What is expected -> Leaving out every line that comes before the one containing "Target: blurred green background", output the rest of the records exactly, the final line included.

[Records provided — start]

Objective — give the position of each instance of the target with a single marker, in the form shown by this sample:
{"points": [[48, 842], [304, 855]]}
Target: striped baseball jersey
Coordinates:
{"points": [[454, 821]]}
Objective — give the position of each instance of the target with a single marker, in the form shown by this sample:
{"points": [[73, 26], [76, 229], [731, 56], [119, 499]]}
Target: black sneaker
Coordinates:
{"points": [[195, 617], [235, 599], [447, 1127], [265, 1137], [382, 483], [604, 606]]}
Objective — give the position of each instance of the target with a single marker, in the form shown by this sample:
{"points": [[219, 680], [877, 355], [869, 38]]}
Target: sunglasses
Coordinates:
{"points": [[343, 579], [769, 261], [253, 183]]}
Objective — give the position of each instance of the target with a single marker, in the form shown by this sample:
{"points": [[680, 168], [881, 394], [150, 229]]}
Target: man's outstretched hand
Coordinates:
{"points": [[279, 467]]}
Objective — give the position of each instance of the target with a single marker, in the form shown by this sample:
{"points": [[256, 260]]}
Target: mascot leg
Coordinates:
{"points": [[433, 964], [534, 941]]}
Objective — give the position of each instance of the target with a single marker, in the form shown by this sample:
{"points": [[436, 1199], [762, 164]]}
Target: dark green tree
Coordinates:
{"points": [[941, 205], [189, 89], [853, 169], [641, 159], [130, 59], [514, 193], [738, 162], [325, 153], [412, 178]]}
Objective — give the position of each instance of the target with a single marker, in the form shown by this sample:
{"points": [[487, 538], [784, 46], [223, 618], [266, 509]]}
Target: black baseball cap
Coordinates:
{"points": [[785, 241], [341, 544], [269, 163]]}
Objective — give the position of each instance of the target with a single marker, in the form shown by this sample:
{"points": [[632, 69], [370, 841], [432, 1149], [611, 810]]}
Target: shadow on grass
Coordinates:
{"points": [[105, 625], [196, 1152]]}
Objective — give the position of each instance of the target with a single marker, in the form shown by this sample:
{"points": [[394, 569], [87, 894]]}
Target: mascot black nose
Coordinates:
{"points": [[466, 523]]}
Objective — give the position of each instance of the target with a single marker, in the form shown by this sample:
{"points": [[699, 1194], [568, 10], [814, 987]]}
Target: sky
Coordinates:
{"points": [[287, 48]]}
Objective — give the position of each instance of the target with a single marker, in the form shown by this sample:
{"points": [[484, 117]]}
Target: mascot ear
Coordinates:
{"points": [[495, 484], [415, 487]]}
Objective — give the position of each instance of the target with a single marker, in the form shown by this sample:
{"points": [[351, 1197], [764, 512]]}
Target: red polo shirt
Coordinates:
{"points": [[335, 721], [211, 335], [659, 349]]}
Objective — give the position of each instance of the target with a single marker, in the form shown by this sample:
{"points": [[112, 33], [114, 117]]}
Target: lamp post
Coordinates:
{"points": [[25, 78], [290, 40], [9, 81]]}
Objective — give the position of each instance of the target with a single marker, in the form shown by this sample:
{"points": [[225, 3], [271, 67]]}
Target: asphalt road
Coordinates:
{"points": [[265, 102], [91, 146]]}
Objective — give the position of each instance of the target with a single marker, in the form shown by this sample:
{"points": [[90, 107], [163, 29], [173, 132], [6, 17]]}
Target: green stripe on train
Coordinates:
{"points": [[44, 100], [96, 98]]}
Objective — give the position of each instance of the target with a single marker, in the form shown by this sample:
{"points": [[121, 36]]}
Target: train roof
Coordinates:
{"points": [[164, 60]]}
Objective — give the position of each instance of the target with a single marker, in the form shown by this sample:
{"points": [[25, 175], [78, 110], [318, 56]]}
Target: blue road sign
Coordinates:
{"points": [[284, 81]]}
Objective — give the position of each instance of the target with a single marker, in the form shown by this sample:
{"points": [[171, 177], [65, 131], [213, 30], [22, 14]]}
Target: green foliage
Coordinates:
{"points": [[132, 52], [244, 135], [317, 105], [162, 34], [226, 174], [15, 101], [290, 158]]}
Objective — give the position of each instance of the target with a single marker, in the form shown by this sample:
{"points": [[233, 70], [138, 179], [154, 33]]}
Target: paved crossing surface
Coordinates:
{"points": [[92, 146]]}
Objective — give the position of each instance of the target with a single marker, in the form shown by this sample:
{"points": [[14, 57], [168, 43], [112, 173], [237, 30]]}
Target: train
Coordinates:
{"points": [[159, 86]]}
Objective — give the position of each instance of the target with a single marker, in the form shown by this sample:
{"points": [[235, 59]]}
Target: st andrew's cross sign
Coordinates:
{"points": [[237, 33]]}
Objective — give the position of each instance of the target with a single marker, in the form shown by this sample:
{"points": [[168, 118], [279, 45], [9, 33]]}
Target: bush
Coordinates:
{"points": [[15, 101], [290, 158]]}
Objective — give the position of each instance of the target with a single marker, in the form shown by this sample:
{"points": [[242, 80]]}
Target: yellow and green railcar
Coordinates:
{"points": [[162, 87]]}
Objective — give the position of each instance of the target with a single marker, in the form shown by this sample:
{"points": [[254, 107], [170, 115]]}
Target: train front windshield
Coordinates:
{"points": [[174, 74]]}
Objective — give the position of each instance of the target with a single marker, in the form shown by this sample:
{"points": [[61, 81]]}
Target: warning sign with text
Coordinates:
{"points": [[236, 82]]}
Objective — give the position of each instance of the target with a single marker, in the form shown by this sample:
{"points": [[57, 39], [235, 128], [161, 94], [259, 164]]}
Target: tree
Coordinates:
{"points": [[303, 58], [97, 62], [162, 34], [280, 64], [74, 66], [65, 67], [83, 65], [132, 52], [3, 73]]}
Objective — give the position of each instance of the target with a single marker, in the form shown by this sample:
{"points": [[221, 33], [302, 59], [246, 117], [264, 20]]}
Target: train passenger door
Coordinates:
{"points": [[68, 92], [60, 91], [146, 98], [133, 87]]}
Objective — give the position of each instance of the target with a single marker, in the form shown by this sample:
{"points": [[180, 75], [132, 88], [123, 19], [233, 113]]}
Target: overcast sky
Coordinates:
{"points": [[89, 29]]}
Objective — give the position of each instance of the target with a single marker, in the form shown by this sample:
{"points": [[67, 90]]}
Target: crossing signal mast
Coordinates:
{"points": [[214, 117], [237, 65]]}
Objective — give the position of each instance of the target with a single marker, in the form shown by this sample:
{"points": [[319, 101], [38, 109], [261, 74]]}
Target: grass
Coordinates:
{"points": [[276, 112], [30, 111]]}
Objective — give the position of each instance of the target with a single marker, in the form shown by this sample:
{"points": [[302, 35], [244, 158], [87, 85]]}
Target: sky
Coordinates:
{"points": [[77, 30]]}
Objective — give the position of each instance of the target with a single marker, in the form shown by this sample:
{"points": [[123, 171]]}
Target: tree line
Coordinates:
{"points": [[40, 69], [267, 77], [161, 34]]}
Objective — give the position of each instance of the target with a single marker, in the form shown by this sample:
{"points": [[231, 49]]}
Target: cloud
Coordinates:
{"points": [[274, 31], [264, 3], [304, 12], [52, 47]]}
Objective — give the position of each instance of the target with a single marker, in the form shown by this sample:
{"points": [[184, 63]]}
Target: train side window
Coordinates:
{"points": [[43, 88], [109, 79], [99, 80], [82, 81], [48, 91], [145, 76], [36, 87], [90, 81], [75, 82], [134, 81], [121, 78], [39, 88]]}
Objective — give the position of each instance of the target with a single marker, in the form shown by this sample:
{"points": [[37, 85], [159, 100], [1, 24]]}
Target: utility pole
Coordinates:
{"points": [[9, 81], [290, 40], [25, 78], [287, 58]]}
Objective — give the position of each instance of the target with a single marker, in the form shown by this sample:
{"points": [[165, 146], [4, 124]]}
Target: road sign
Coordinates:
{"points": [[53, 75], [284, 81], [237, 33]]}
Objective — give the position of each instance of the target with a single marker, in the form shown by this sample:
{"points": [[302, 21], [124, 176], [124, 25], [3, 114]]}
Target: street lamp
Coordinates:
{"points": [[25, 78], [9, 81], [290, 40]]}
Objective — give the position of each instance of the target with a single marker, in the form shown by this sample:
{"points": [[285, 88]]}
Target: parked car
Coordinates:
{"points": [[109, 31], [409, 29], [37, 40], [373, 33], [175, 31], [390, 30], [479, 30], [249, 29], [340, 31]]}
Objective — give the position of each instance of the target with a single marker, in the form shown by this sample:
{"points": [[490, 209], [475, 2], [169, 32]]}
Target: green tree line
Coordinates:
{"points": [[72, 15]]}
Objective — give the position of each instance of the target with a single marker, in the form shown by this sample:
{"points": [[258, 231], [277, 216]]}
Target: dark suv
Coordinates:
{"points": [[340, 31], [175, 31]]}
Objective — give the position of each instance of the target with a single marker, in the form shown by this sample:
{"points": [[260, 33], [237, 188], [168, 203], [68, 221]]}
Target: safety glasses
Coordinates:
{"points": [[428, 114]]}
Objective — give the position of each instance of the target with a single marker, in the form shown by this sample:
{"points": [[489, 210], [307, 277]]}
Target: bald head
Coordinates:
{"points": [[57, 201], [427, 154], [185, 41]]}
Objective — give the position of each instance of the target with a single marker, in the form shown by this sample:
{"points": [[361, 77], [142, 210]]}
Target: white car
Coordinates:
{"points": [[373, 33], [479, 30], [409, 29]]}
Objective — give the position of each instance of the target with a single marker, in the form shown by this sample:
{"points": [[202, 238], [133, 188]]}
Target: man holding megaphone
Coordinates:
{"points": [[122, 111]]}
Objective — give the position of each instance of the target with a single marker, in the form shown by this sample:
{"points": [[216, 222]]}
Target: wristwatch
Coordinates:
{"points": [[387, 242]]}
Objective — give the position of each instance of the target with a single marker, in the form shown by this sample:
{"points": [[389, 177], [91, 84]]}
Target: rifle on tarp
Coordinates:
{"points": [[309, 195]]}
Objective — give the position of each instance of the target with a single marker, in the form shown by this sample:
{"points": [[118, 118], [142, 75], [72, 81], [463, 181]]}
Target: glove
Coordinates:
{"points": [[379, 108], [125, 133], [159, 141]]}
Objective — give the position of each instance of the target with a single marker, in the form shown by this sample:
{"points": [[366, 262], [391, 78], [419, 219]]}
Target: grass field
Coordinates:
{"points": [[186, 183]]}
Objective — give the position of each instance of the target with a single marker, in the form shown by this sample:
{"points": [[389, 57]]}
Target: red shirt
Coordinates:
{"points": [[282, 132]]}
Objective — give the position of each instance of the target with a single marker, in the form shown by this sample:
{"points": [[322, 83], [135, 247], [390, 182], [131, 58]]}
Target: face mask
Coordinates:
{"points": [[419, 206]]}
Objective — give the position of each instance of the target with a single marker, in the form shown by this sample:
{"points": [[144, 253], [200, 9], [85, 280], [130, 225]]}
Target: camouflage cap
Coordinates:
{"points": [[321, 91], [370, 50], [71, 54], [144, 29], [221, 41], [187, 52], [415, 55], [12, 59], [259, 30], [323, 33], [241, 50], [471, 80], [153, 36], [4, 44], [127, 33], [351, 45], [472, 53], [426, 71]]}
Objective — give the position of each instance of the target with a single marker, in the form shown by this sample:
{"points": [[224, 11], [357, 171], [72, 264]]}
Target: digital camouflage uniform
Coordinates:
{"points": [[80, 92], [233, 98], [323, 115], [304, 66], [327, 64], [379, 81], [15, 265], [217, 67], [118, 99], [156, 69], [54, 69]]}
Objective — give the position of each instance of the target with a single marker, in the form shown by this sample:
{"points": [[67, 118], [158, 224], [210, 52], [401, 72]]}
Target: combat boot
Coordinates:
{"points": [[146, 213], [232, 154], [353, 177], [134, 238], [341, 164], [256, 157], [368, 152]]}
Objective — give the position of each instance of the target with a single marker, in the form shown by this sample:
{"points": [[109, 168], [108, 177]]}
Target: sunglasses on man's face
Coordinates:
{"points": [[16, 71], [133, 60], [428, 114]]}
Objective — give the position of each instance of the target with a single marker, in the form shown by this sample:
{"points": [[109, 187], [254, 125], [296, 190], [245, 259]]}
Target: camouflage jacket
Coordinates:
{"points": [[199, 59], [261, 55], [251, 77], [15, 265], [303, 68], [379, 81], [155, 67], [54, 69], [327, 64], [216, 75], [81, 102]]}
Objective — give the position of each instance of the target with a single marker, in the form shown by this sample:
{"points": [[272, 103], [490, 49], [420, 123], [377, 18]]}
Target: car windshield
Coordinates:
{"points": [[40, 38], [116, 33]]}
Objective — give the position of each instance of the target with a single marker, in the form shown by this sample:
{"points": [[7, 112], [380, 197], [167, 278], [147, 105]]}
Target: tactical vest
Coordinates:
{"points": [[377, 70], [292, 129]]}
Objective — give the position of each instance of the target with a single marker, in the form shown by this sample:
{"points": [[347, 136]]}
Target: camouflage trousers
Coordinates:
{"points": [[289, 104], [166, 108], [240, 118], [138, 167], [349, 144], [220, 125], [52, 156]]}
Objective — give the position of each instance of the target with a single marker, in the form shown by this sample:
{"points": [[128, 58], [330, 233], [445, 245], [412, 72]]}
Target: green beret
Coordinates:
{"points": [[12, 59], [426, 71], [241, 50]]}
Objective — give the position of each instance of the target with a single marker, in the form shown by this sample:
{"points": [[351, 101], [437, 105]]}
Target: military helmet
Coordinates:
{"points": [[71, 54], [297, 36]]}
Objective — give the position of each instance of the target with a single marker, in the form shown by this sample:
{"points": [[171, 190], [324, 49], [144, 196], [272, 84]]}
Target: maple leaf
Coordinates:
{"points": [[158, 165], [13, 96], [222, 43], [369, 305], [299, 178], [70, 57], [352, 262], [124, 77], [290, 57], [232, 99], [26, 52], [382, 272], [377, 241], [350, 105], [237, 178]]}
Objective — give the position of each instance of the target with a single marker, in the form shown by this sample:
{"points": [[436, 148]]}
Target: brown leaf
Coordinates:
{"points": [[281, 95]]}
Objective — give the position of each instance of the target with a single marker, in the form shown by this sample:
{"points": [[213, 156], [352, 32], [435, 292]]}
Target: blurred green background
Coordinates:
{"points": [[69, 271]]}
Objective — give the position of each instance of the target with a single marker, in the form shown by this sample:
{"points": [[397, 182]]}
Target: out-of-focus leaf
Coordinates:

[Records provided — finish]

Problem solution ->
Target: blurred green background
Coordinates:
{"points": [[69, 271]]}
Objective — give the position of each instance of the target with a single marker, in the form shown by this sample:
{"points": [[397, 182]]}
Target: out-of-focus leaf
Coordinates:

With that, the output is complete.